** Opening Exercise passage block **

Cymbalic Encounters’ prog-rock/jazz album Cerulean Cathedral proves the beneficial birthright advantage to be “Born Ugly.”
Of course, it certainly doesn’t hurt Arizona-born main guy/drummer/songwriter Mark Murdock to have Brand X players Percy Jones and (the sadly late) John Goodsall as huge contributors in this wonderful music.
A personal note: I was lucky enough to see the current Brand X several times at Milwaukee’s Shank Hall in the recent pre-pandemic years with my good friend Bryan Radue (aka Jazz Guy), and when the band burst into the eternal groove of “Born Ugly,” well, any universal dance floor everywhere gamboled with delight. The song just has a tight and very human, shamelessly confessed bounce.
And Cymbalic Encounters’ tunes have that very same delightful “poke” that plays an “unorthodox” poker hand with melodic prog/jazz-rock “behavior.”
The opening title track on Cerulean Cathedral begins with a weirdly elastic synth ride that could be the sound of a cover band playing the greatest hit from the alien bar band in the very first Star Wars film. It’s a terrific wobble, which by the way, also gives Lancaster and Lumley’s “Hopper” (from their Marscape album) competition for the song most likely to disprove Newton’s Law of Gravity. Or, as my friend Kilda Defnut remarked, “In that keyboard bit, every particle in the universe is pretty much given the green light to cut its own rug.”
And then, Percy Jones and John Goodsall, with main guy Mark Murdock on percussion, simply send the tune into prog-rock/jazz warp drive.
The next tune, “The Fallout Shelter at St. Peter’s Sq.,” orbits a bit closer to home with the juxtaposition of ethereal keyboards and Goodsall’s sublime guitar jousting with the lava pulse of Percy Jones fretless bass and MM’s percussion. There’s even more Brand X densely saturated “Nuclear Burn” in “Flight to Catharsis,” with a lovely slow-stepped introduction (and a rather nice piano-bass interlude) that evolves into an emotive guitar which oozes with prog-rock passion, and Percy’s bass again punctuates the sounds of a pretty good sonic novel.
This tune conjures, to spin a memory, the beauty of an Andy Powell solo in the midst of one of Wishbone Ash’s moody epic workouts, like the beginning of “Phoenix” or “The Pilgrim.”
Ah — there’s a carnival voice-over that suggests (with a nod to a Canterbury Soft Machine vibe) “an intermission with a snack bar with good things to eat and drink.” Nice. And then the song proper, “The Ending Film at an Endless Theater” with vocals by Tim Pepper, pretty much lights a votive candle to the sound of (my beloved!) Caravan in their Dave Sinclair organ-driven In the Land of Grey and Pink heyday. Big compliment, there.
Indeed, “The Unwelcome Doormat,” conjures Caravan once again, and besides (sort of) “Holding Granddad by the Nose,” the song continues with the wondrous sound of prog and rock and jazz blown in the delightful wind that “danced” with “the seven-paper hankies.” Thank you, Preston Murdock for the rippling electric lead guitar work. So, yeah (again!), fans of those Decca-era Caravan will love this record.

** Closing Exercise passage block **
** Opening Record extracts block **

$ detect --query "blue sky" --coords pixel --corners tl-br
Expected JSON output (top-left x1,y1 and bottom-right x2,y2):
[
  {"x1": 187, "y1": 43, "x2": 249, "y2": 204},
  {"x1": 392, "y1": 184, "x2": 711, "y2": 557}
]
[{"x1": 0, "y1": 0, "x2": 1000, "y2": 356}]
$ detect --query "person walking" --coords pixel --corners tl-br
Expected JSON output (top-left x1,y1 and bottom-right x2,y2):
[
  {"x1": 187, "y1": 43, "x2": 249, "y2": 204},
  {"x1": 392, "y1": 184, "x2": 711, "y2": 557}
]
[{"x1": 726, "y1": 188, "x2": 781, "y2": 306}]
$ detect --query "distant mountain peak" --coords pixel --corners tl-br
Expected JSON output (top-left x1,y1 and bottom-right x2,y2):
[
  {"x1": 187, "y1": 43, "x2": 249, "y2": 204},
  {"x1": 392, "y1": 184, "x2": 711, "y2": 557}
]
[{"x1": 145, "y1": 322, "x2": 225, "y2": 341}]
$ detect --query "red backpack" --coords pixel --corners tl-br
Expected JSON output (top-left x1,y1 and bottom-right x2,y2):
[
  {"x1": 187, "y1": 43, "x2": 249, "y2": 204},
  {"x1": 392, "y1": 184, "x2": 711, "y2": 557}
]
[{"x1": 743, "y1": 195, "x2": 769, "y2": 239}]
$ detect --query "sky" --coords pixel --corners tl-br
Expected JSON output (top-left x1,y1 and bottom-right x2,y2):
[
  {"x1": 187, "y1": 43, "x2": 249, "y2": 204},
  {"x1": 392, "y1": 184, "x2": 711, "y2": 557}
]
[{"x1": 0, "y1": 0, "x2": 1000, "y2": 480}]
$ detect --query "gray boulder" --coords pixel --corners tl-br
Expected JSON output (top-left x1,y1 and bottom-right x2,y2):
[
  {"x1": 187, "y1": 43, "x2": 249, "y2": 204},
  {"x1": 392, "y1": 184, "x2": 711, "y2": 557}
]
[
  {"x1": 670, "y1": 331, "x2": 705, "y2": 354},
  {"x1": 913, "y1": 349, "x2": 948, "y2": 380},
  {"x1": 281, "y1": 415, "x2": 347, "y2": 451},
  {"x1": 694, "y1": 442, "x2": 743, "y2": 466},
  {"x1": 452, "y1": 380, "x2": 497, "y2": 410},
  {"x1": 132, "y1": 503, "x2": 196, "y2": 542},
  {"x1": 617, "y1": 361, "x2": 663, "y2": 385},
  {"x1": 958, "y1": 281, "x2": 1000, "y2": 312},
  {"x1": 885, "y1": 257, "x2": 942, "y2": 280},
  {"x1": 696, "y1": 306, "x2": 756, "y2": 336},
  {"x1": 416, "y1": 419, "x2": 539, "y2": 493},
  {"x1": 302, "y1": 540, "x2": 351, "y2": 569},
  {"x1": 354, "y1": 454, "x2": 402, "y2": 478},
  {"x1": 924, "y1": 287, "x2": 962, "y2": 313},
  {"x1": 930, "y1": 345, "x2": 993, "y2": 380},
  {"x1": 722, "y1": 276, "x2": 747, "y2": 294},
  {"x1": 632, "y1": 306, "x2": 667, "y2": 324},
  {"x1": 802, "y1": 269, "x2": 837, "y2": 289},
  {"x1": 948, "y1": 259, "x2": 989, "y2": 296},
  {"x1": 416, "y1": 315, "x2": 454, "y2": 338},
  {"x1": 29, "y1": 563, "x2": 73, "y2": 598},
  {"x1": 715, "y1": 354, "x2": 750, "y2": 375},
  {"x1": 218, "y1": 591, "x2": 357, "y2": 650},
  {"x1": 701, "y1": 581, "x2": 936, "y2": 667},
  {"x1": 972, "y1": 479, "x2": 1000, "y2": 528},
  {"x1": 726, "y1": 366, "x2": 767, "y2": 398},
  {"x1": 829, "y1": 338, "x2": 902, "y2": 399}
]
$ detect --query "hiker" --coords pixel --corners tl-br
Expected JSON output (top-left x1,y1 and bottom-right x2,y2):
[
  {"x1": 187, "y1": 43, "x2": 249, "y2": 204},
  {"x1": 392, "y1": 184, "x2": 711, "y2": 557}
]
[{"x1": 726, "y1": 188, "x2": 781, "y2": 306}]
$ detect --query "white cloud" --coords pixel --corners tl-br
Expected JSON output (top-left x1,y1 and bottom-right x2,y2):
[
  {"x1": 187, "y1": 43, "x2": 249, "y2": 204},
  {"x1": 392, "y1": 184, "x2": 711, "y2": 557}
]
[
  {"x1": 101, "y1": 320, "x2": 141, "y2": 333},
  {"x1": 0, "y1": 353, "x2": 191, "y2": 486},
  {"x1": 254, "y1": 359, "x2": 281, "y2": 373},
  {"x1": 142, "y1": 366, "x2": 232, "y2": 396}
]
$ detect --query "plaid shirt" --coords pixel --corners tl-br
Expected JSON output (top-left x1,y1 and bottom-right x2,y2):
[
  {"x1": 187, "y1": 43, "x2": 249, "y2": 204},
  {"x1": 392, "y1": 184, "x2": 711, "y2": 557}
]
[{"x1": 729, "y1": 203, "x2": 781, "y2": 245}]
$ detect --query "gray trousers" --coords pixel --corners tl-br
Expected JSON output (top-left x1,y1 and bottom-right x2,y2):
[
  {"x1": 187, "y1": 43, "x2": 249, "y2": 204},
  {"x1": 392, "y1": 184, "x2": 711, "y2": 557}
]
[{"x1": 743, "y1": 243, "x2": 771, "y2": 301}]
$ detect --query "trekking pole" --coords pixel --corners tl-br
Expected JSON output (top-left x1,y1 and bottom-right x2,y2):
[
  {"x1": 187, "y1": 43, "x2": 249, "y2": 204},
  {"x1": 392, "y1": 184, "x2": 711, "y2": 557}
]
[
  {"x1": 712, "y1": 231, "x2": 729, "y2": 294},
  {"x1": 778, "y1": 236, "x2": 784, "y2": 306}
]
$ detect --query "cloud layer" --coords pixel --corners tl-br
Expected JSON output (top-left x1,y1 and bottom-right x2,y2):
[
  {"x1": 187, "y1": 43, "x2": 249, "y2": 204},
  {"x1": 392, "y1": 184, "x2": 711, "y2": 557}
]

** Closing Record extracts block **

▶ **Explore the material**
• a. According to the album review, who sings on "The Ending Film at an Endless Theater"?
• b. Name every musician that the album review credits with playing or singing on Cerulean Cathedral.

▶ **Responses by item number**
• a. Tim Pepper

• b. Mark Murdock, Percy Jones, John Goodsall, Tim Pepper, Preston Murdock